According to the profile of K. E. Krishna Murthy, who preceded him as Member of Parliament in the Lok Sabha for the Kurnool constituency?

**Passage to read:**
========================

Minister for Revenue, Registration and Stamps Government of Andhra Pradesh
- In office 8 June 2014 – 29 May 2019
- Governor: E. S. L. Narasimhan
- Chief Minister: N. Chandrababu Naidu
- Preceded by: Raghu Veera Reddy
- Succeeded by: Pilli Subhash Chandra Bose

Member of Parliament, Lok Sabha
- In office 1999 - 2004
- Preceded by: Kotla Vijaya Bhaskara Reddy
- Succeeded by: Kotla Jaya Surya Prakash Reddy
- Constituency: Kurnool

Member of Legislative Assembly Andhra Pradesh
- In office 2014 - 2019
- Preceded by: K. E. Prabhakar
- Succeeded by: Kangati Sreedevi
- Constituency: Pattikonda
- In office 2009 - 2014
- Preceded by: Kotla Sujathamma
- Succeeded by: Buggana Rajendranath Reddy
- Constituency: Dhone
- In office 1978 - 1994
- Preceded by: Seshanna
- Succeeded by: Kotla Vijaya Bhaskara Reddy
- Constituency: Dhone

Personal details
- Born: Kambalapadu Ediga Krisha Murthy Goud 2 October 1938 (age 86) Dhone, India
- Spouse: K. E. Padmavathamma
- Relations: K. E. Madanna (Father) K. E. Prabhakar (Brother) K. E. Prathap (Brother) K. E. Shyam Babu (son)
- Alma mater: Sri Venkateswara University
- Occupation: Politician
- Known for: Telugu Ganga project

= K. E. Krishna Murthy =

Indian politician (born 1938)

========================

**Material supplied:**
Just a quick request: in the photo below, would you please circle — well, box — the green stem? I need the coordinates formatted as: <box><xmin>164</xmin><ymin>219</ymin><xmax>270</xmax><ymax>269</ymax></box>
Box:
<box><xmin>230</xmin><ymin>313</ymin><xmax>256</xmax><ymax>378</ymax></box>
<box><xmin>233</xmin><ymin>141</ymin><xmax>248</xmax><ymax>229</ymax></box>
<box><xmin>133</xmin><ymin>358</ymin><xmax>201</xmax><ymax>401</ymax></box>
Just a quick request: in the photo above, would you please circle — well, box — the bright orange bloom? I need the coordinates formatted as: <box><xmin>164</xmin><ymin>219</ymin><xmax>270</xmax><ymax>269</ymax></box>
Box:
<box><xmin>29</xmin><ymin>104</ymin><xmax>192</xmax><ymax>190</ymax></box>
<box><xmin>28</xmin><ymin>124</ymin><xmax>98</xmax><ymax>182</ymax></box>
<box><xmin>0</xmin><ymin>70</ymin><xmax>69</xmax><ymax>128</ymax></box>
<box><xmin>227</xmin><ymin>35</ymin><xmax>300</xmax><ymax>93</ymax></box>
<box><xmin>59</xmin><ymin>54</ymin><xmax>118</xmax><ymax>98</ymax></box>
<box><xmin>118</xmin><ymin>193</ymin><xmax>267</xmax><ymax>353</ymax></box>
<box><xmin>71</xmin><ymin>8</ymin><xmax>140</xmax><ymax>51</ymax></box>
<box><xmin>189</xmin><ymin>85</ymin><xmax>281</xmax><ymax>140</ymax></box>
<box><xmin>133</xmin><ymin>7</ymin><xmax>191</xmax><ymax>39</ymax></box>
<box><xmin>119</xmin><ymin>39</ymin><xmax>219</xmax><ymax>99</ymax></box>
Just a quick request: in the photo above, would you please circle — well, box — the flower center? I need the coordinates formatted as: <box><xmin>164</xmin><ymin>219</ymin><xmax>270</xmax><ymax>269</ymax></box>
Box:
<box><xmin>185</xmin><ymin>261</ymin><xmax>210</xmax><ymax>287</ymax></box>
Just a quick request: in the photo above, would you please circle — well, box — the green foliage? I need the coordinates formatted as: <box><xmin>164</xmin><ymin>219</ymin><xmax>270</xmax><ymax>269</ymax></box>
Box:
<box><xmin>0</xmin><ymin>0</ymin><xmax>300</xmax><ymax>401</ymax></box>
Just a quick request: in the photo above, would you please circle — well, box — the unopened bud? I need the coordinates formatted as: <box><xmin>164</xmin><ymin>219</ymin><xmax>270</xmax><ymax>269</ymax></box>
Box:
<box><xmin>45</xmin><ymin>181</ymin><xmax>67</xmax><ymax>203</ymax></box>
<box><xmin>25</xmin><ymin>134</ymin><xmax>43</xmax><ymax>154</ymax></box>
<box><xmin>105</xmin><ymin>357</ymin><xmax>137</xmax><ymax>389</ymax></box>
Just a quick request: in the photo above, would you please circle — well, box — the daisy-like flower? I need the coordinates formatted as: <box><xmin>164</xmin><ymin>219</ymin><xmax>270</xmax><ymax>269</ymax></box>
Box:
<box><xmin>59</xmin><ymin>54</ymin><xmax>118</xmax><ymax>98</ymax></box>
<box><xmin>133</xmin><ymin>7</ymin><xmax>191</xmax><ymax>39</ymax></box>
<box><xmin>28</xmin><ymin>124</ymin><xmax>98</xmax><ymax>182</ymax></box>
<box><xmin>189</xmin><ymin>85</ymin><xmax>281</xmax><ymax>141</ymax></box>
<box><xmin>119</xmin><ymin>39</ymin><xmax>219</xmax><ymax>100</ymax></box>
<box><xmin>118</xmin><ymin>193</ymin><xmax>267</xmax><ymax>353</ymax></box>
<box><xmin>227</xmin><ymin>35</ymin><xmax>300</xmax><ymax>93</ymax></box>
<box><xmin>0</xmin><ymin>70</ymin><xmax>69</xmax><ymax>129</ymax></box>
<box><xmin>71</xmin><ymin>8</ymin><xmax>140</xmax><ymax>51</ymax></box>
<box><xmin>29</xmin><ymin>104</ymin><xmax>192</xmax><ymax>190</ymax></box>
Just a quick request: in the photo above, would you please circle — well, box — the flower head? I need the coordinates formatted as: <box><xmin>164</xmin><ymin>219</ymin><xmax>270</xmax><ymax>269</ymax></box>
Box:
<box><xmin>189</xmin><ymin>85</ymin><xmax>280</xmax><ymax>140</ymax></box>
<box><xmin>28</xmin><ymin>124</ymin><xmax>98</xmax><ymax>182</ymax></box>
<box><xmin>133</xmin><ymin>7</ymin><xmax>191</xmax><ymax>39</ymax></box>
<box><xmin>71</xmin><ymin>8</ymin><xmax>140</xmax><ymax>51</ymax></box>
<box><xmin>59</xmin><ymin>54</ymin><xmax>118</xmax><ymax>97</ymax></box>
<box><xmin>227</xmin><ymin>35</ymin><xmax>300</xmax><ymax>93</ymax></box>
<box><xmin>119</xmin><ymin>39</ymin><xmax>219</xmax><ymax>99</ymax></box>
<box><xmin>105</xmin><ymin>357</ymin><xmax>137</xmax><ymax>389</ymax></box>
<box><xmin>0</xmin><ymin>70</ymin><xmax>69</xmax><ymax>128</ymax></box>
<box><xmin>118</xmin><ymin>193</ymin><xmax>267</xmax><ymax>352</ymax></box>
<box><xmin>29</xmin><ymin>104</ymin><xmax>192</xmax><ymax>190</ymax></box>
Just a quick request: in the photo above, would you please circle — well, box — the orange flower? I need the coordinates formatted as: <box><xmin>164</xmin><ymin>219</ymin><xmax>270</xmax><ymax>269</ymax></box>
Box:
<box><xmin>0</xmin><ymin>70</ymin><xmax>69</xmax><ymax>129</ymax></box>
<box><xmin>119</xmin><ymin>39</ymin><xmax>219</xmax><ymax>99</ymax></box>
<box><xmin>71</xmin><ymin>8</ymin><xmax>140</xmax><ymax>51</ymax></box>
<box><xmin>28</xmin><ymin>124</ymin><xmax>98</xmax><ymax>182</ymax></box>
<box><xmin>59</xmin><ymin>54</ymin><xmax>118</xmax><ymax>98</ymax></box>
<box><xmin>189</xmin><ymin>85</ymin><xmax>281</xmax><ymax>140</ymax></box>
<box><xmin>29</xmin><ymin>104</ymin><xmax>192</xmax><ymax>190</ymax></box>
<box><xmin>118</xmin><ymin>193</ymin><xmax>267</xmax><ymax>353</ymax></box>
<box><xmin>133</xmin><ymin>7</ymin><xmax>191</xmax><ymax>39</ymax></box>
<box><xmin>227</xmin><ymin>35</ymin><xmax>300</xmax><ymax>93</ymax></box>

========================

**Answer to the exercise:** Kotla Vijaya Bhaskara Reddy